***** Recorded information *****
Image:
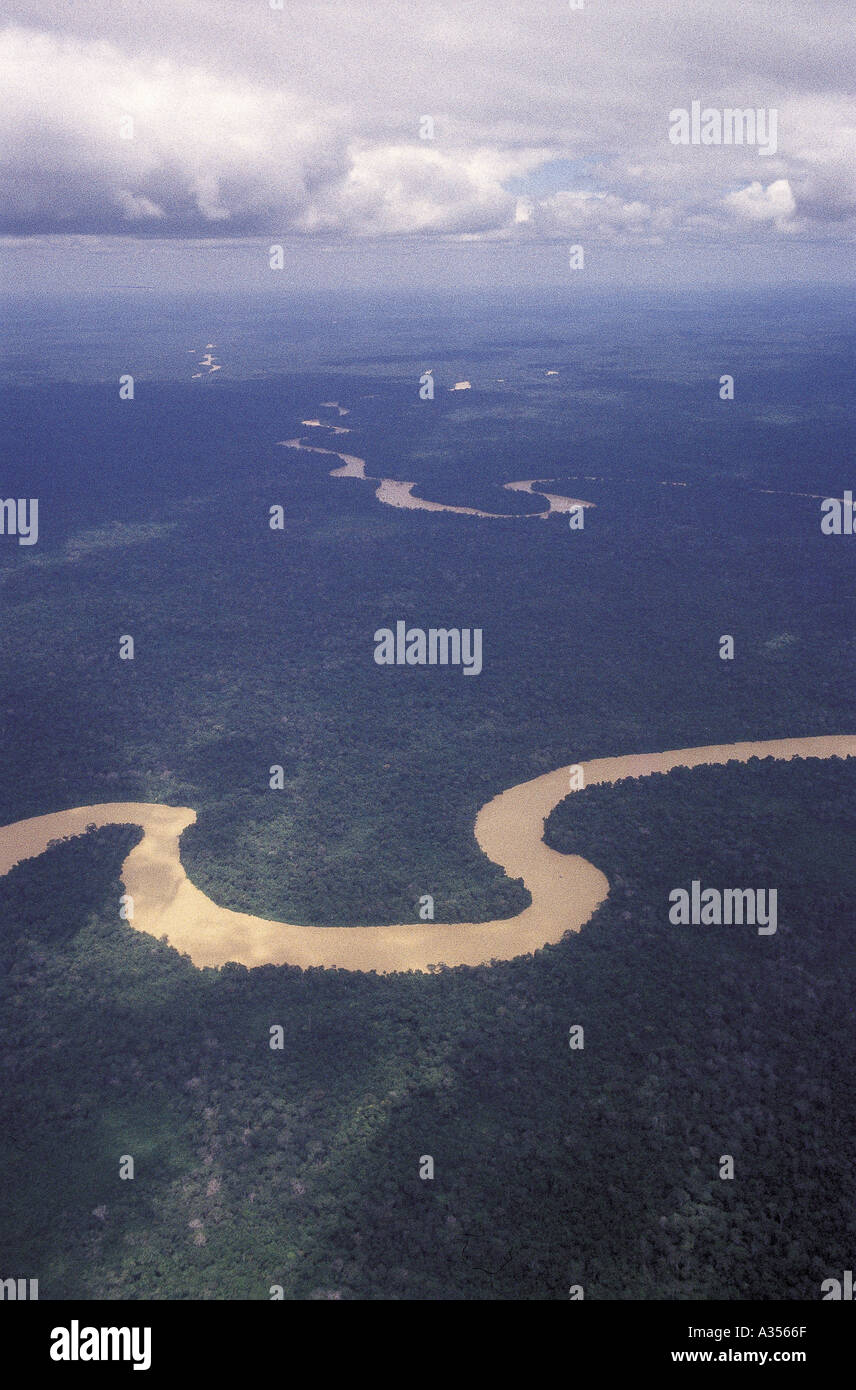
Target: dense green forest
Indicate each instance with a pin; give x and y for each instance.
(253, 648)
(553, 1166)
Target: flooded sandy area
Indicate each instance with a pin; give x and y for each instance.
(564, 888)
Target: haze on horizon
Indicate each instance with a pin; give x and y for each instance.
(303, 127)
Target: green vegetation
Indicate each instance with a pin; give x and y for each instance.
(552, 1166)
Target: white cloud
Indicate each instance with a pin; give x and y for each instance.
(305, 121)
(756, 203)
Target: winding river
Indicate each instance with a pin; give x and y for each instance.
(396, 494)
(566, 890)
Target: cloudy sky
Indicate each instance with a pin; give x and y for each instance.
(195, 132)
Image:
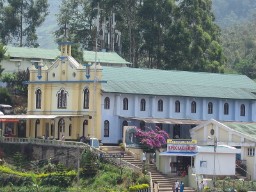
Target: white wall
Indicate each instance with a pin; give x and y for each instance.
(224, 164)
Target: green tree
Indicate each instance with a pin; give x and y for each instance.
(89, 164)
(154, 19)
(20, 18)
(75, 23)
(5, 97)
(239, 47)
(192, 42)
(2, 52)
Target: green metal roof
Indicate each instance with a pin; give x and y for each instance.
(177, 83)
(248, 129)
(104, 57)
(36, 53)
(52, 54)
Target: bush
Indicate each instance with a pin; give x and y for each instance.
(7, 179)
(138, 187)
(57, 180)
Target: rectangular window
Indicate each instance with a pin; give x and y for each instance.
(251, 152)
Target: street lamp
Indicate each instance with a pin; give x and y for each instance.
(215, 143)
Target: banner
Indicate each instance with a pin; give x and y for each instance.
(179, 146)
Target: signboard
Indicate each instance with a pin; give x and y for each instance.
(181, 145)
(181, 141)
(130, 139)
(111, 155)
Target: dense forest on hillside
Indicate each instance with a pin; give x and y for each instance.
(182, 35)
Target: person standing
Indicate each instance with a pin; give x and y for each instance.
(201, 186)
(177, 186)
(181, 186)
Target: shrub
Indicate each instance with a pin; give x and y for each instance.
(138, 187)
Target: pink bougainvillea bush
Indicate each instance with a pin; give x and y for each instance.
(151, 140)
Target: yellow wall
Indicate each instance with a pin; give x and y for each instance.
(62, 72)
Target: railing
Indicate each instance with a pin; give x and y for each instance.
(75, 144)
(47, 142)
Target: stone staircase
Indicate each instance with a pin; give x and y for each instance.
(165, 183)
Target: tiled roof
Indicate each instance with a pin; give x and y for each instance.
(248, 129)
(177, 83)
(104, 57)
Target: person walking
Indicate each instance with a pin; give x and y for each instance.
(181, 186)
(177, 186)
(201, 186)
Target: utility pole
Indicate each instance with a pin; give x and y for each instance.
(97, 23)
(78, 167)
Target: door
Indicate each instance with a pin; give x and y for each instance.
(61, 128)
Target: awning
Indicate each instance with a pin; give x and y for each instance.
(166, 121)
(5, 117)
(186, 154)
(9, 120)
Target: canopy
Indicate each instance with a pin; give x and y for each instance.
(166, 121)
(8, 117)
(187, 154)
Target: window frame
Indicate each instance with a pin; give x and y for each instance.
(107, 103)
(125, 104)
(38, 99)
(193, 107)
(226, 109)
(251, 152)
(177, 106)
(106, 128)
(210, 108)
(142, 105)
(160, 105)
(86, 103)
(62, 99)
(242, 110)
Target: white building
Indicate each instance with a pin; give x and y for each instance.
(241, 135)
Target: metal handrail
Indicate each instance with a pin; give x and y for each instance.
(48, 142)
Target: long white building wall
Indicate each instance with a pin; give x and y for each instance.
(115, 113)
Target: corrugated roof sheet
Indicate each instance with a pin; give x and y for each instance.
(245, 128)
(52, 54)
(32, 53)
(104, 57)
(177, 83)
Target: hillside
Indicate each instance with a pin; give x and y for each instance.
(227, 13)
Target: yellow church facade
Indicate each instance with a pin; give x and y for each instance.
(64, 99)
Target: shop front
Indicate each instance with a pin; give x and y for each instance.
(178, 157)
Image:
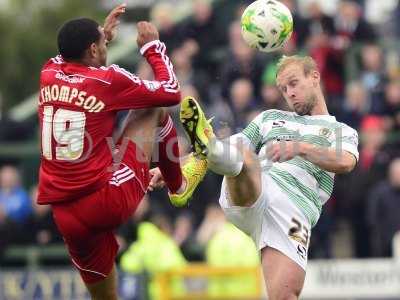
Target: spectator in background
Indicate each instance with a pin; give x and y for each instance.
(14, 200)
(356, 105)
(370, 168)
(154, 251)
(383, 208)
(201, 28)
(271, 97)
(230, 247)
(329, 57)
(391, 105)
(351, 25)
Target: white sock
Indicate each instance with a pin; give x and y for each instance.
(224, 158)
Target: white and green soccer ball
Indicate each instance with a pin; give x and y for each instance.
(267, 25)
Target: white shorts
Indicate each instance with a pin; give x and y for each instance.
(273, 221)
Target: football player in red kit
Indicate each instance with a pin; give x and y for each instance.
(93, 183)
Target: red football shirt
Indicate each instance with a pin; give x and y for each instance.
(77, 112)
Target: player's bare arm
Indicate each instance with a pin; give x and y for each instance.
(112, 21)
(329, 159)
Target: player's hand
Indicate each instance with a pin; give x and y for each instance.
(283, 150)
(147, 32)
(112, 21)
(156, 180)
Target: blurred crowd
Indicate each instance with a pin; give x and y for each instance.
(360, 69)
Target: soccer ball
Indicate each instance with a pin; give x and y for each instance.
(266, 25)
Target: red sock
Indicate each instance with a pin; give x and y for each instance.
(168, 152)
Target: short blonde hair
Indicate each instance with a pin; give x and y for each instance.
(307, 62)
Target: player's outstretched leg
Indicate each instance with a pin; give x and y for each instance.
(239, 165)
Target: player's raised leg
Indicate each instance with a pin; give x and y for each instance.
(228, 157)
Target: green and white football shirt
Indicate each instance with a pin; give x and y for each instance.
(304, 183)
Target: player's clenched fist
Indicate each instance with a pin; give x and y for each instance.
(147, 32)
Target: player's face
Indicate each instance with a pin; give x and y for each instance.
(100, 54)
(298, 89)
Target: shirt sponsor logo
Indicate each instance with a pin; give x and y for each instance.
(278, 123)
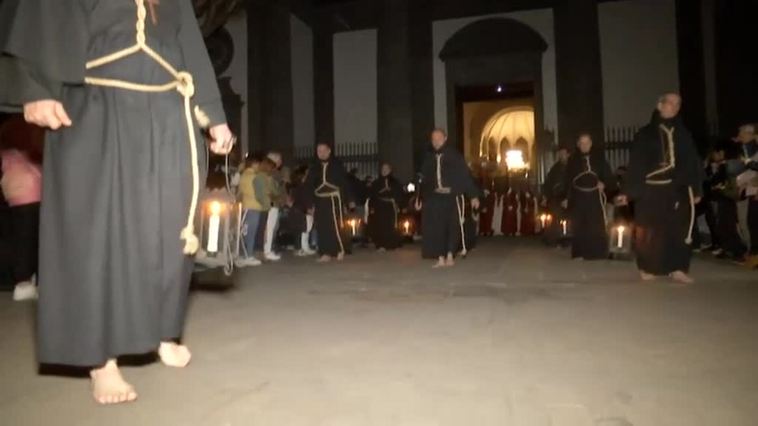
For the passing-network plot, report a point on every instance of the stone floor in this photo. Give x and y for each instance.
(515, 335)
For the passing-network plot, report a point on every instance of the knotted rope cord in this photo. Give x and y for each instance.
(389, 200)
(333, 194)
(601, 194)
(691, 194)
(672, 156)
(518, 214)
(460, 204)
(183, 83)
(440, 189)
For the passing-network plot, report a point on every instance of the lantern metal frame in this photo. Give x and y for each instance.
(228, 232)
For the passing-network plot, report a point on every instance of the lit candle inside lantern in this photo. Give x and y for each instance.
(620, 236)
(214, 225)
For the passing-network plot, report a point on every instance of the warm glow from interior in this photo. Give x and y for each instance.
(514, 159)
(215, 208)
(508, 126)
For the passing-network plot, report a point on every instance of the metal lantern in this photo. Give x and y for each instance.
(620, 240)
(355, 227)
(218, 230)
(544, 220)
(564, 228)
(407, 227)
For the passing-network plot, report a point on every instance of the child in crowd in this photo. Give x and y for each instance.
(21, 185)
(255, 190)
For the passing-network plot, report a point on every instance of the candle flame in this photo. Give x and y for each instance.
(215, 208)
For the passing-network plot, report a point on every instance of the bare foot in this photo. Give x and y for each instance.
(174, 355)
(681, 277)
(646, 277)
(109, 386)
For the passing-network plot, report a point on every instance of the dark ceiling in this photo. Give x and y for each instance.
(350, 15)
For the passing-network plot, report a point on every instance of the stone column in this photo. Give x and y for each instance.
(578, 70)
(689, 29)
(395, 111)
(323, 80)
(422, 78)
(270, 77)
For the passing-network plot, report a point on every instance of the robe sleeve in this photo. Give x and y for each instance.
(572, 169)
(468, 184)
(209, 108)
(547, 186)
(43, 45)
(426, 185)
(397, 192)
(692, 174)
(23, 87)
(607, 177)
(309, 186)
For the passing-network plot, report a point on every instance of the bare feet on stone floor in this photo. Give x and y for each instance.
(644, 276)
(174, 355)
(109, 386)
(681, 277)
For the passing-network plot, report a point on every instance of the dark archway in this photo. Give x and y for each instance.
(500, 53)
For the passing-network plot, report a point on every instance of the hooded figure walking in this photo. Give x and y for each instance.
(123, 87)
(665, 181)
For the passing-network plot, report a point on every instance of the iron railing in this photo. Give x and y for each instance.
(363, 156)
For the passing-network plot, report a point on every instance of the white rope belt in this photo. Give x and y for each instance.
(182, 83)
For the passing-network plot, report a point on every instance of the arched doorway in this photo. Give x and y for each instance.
(509, 129)
(495, 61)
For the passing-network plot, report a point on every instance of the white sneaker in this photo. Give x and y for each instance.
(271, 256)
(245, 262)
(25, 291)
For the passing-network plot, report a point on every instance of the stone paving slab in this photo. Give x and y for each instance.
(517, 334)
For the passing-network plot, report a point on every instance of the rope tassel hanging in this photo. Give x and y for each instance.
(183, 83)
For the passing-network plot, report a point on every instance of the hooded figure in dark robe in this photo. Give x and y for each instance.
(446, 183)
(385, 199)
(329, 192)
(554, 192)
(665, 180)
(125, 86)
(588, 177)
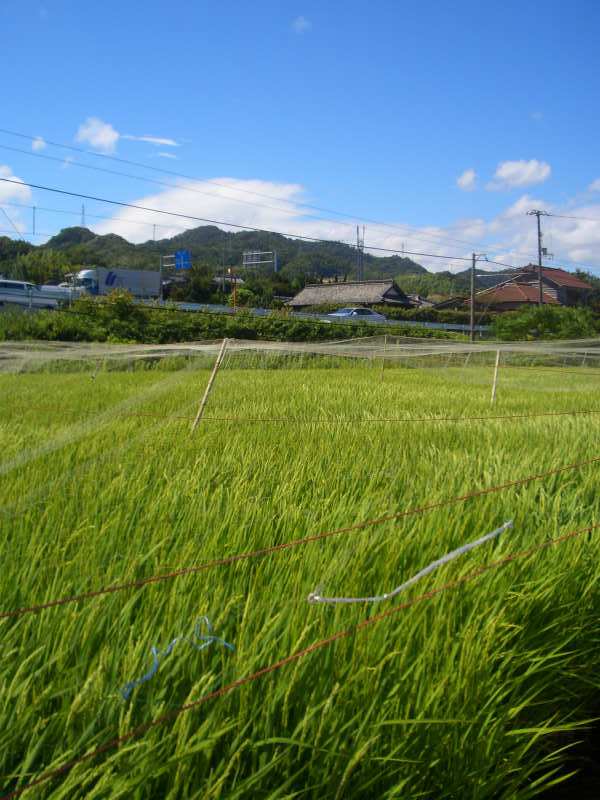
*****
* _Task objective_
Restate word for word only the lines from where the entries begin through the one with "Target: haze on horizon"; omit the pictures.

* _Solution to this exercise_
Image:
Target: dense green forest
Indicate each instance with a pin; give x and y for each instance.
(253, 648)
(553, 1166)
Target: flooded sandy area
Indicate each instance with a pin; give x and y for each instance.
(564, 888)
Target: haze on horizon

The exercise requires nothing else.